== Given entries ==

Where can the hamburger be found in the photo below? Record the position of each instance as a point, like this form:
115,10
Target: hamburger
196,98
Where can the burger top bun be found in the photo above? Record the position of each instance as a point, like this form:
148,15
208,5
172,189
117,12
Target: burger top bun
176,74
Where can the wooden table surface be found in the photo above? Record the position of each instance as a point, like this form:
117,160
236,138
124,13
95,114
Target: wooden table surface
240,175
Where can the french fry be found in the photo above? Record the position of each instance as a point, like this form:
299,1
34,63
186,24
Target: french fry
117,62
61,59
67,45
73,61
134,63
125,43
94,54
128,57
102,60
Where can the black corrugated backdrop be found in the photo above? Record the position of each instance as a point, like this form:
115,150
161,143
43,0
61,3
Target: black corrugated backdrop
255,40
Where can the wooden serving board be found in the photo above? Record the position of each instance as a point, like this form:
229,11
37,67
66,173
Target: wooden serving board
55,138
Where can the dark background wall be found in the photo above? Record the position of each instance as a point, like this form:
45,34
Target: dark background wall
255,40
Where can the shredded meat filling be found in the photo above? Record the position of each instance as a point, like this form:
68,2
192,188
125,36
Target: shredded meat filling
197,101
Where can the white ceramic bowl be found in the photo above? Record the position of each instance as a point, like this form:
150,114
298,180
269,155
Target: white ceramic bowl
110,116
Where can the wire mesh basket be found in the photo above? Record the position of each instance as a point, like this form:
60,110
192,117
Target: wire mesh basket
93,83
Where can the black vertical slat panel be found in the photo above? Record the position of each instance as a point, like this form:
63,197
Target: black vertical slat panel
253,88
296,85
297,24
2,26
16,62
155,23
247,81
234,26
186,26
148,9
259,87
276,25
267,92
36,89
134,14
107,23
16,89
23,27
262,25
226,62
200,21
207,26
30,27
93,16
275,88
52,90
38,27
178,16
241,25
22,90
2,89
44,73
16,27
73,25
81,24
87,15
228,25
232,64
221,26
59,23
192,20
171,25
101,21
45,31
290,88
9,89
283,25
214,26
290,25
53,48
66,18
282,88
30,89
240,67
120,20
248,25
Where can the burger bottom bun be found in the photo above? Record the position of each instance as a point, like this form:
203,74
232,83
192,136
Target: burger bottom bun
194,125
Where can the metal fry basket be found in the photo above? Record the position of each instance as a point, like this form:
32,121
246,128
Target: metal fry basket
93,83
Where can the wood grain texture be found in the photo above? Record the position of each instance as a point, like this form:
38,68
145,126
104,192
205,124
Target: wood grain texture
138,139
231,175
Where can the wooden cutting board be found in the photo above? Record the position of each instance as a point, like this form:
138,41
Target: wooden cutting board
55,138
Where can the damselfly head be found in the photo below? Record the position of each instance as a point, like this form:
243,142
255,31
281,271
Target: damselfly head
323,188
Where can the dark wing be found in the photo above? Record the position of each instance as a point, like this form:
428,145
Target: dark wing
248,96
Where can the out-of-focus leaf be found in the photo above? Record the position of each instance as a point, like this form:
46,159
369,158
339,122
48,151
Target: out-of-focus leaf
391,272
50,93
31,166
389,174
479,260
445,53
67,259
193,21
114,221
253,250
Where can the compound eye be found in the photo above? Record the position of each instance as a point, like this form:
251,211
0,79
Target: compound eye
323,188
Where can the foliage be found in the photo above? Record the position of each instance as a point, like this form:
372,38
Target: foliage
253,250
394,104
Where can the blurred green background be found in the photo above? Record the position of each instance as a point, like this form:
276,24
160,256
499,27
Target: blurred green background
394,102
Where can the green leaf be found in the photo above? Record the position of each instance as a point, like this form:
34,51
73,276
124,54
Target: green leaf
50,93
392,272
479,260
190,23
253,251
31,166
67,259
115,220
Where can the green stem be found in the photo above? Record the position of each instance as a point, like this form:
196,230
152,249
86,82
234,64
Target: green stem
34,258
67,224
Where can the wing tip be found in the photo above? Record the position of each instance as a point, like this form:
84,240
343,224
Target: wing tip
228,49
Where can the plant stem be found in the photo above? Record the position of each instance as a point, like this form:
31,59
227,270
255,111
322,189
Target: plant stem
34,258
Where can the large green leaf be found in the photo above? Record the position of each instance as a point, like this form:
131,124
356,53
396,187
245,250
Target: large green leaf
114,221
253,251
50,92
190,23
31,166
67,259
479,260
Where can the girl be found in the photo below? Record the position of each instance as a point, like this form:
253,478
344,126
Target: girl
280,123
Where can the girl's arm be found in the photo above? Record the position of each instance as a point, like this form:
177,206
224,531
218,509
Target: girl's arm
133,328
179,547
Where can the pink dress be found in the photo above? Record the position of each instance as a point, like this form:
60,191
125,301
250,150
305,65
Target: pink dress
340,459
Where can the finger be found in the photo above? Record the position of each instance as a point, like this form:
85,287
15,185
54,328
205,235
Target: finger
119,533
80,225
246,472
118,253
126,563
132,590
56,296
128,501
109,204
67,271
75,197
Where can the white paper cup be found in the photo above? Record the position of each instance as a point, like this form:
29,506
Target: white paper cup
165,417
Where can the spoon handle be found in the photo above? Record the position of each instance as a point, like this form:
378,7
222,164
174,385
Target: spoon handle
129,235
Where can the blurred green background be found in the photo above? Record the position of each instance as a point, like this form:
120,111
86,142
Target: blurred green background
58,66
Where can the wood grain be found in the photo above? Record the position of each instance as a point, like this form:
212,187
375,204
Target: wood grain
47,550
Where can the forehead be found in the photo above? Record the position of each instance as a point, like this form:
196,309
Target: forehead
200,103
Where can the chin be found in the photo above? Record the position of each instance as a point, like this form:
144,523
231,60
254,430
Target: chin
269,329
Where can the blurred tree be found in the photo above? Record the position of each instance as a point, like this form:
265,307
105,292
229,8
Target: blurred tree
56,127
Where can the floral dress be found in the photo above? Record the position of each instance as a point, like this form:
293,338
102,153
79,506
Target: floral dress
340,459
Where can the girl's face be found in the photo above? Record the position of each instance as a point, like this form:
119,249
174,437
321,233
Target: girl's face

===

§ Work instructions: Rewrite all of the rows above as a numbered list, leaving out any blank lines.

§ Reply to the task:
1. Where can the hamburger be found in the photo below? Record the position of each instance as a point, like this form:
2. 115,10
3. Target: hamburger
4. 196,98
5. Where can the burger top bun be found in the photo above? Record the position of each instance as a point, like this form:
6. 148,15
7. 208,5
8. 172,189
9. 117,12
10. Target: burger top bun
11. 176,74
12. Where can the wooden table surface be found in the photo above? Record the position of each instance as a point, like this form:
13. 117,160
14. 236,138
15. 124,13
16. 95,114
17. Target: wooden table surface
18. 240,175
19. Where can the french fry be found in the photo above? Record the position of each instance as a point, like this form:
20. 299,1
21. 34,63
22. 186,24
23. Target: french fry
24. 117,62
25. 61,59
26. 67,45
27. 73,61
28. 134,63
29. 125,43
30. 94,54
31. 128,57
32. 102,60
33. Where can the black corrugated backdrop be found in the photo above? Record the position of each instance as a point, like this form:
34. 115,150
35. 161,143
36. 43,0
37. 61,3
38. Target: black corrugated backdrop
39. 255,40
40. Where can the wooden serving board be found in the photo above? Record the position of each instance as a point, like this form:
41. 229,11
42. 37,67
43. 66,173
44. Target: wooden serving board
45. 55,138
46. Where can the dark background wall be found in the photo above? Record the position of each instance as a point, like this form:
47. 45,34
48. Target: dark background wall
49. 255,40
50. Where can the shredded meat filling be found in the photo above? Record the position of each instance as a point, like this form:
51. 68,2
52. 192,188
53. 125,36
54. Target: shredded meat filling
55. 197,101
56. Where can the white ceramic bowl be found in the photo above? Record the position of each instance as a point, like this form:
57. 150,114
58. 298,180
59. 269,155
60. Target: white ceramic bowl
61. 110,116
62. Where can the wire mesh basket be found in the photo above? Record the position of each instance as a point, like this form:
63. 60,110
64. 192,117
65. Target: wire mesh basket
66. 93,83
67. Where can the black vertical slat panel be found in the photo above? Record the position of each instance as a point, like this form:
68. 63,197
69. Target: black vertical slat panel
70. 253,88
71. 296,85
72. 297,24
73. 2,26
74. 16,62
75. 155,23
76. 247,81
77. 234,26
78. 186,26
79. 148,9
80. 259,87
81. 276,25
82. 267,92
83. 36,89
84. 134,14
85. 107,23
86. 16,89
87. 23,27
88. 262,25
89. 226,62
90. 200,21
91. 207,26
92. 30,27
93. 93,16
94. 275,88
95. 52,90
96. 38,27
97. 178,16
98. 241,25
99. 22,90
100. 2,89
101. 44,73
102. 16,27
103. 73,25
104. 81,24
105. 87,15
106. 228,25
107. 232,64
108. 221,26
109. 59,23
110. 192,20
111. 171,25
112. 101,21
113. 45,31
114. 290,88
115. 9,89
116. 283,25
117. 214,26
118. 290,25
119. 53,48
120. 66,18
121. 282,88
122. 30,89
123. 240,67
124. 120,20
125. 248,25
126. Where can the burger bottom bun be found in the photo above? Record the position of each instance as a point, like this form:
127. 203,74
128. 232,83
129. 192,136
130. Target: burger bottom bun
131. 194,125
132. Where can the metal fry basket be found in the photo above? Record the position of each instance as a point, like this form:
133. 32,121
134. 246,128
135. Target: metal fry basket
136. 93,83
137. Where can the wood grain texture be found in the photo above? Record the position of each instance as a point, like this form:
138. 38,68
139. 145,126
140. 104,192
141. 205,124
142. Target: wood grain texture
143. 138,139
144. 231,175
145. Where can the wooden cutting board be found in the photo above? Record the position of each instance as a point, like this form:
146. 138,41
147. Target: wooden cutting board
148. 55,138
149. Where can the damselfly head be found in the photo below? Record the position of each instance as a point, like this form:
150. 243,142
151. 255,31
152. 281,271
153. Target: damselfly head
154. 323,188
155. Where can the dark wing be found in the photo above? Record the position of each instance as a point, like this form:
156. 428,145
157. Target: dark wing
158. 248,96
159. Where can the out-of-focus leaf be found in the photo above? Record the position of each instance as a point, like this form:
160. 46,159
161. 369,158
162. 339,122
163. 48,151
164. Target: out-of-focus leaf
165. 391,272
166. 50,93
167. 31,166
168. 389,174
169. 479,260
170. 445,53
171. 67,259
172. 193,21
173. 114,221
174. 253,250
175. Where can the compound eye be found in the photo above? Record the position of each instance as a point, like this form:
176. 251,211
177. 0,79
178. Target: compound eye
179. 323,188
180. Where can the foliage be found in the photo above? Record the position of each instance as a point, like this form:
181. 372,38
182. Target: foliage
183. 253,250
184. 394,104
185. Where can the blurred green background be found in the photo above? Record the position of each instance as a point, like this form:
186. 276,24
187. 160,256
188. 499,27
189. Target: blurred green background
190. 394,102
191. Where can the green leaf be found in the photo above? Record the position of each instance as a point, like this form:
192. 34,51
193. 73,276
194. 124,54
195. Target: green leaf
196. 50,93
197. 392,272
198. 479,260
199. 190,23
200. 253,251
201. 31,166
202. 67,259
203. 115,220
204. Where can the green stem be found in the photo above? Record the position of each instance as a point, like this form:
205. 196,230
206. 152,249
207. 86,82
208. 234,64
209. Target: green stem
210. 34,258
211. 67,224
212. Where can the wing tip be found in the photo above? Record the position of each instance as a point, like this form:
213. 84,240
214. 343,224
215. Target: wing tip
216. 228,49
217. Where can the plant stem be found in the photo above? Record the position of each instance as a point, like this form:
218. 31,59
219. 227,270
220. 255,111
221. 322,189
222. Target: plant stem
223. 34,258
224. Where can the large green leaf be found in the photo above? Record the position of each instance as a point, like this form:
225. 131,124
226. 356,53
227. 396,187
228. 245,250
229. Target: large green leaf
230. 114,221
231. 253,251
232. 50,92
233. 190,23
234. 31,166
235. 67,259
236. 479,260
237. Where can the girl be found in the photo below? Record the position of each instance as a point, like this form:
238. 253,478
239. 344,126
240. Target: girl
241. 280,123
242. Where can the girl's arm be found in the photo above? Record the position of each instance as a point, like this form:
243. 177,206
244. 224,531
245. 218,509
246. Target: girl's arm
247. 133,328
248. 179,547
249. Where can the pink dress be found in the photo above? Record the position of each instance as a point, like this form:
250. 60,191
251. 125,301
252. 250,150
253. 305,65
254. Target: pink dress
255. 340,459
256. Where can the finger be found in the photo above? Record the position of each instance as a point, like this form:
257. 85,287
258. 15,185
259. 54,328
260. 205,235
261. Target: finger
262. 119,533
263. 80,225
264. 246,472
265. 118,253
266. 126,563
267. 132,590
268. 56,296
269. 128,501
270. 109,204
271. 67,271
272. 75,197
273. Where can the white paper cup be found in the photo above? Record the position of each instance as a point, like this form:
274. 29,506
275. Target: white paper cup
276. 165,417
277. Where can the spoon handle be found in the photo above? Record the position of each instance as a point, like this form:
278. 378,7
279. 222,164
280. 174,385
281. Target: spoon handle
282. 129,235
283. Where can the blurred green background be found in the photo above? Record the position of each instance as a point, like this form:
284. 120,111
285. 86,142
286. Target: blurred green background
287. 58,66
288. Where can the wood grain be found in the photo above? Record the position of each instance as a point, like this form:
289. 212,187
290. 375,204
291. Target: wood grain
292. 47,550
293. Where can the forehead be found in the photo above? Record the position of each instance as a point, like this form:
294. 196,309
295. Target: forehead
296. 200,103
297. Where can the chin be found in the photo above? Record the position of each instance as a point, like this form:
298. 144,523
299. 231,60
300. 254,430
301. Target: chin
302. 269,329
303. Where can the blurred tree be found in the photo above? Record the position of each instance as a point, like this form:
304. 265,307
305. 105,292
306. 229,8
307. Target: blurred tree
308. 56,127
309. Where can the floral dress be found in the photo above? Record the position of each instance as a point, like this form:
310. 293,338
311. 102,153
312. 79,506
313. Target: floral dress
314. 340,459
315. Where can the girl's face be found in the photo above? Record the position of each instance as a point, like this form:
316. 119,249
317. 174,437
318. 321,233
319. Target: girl's face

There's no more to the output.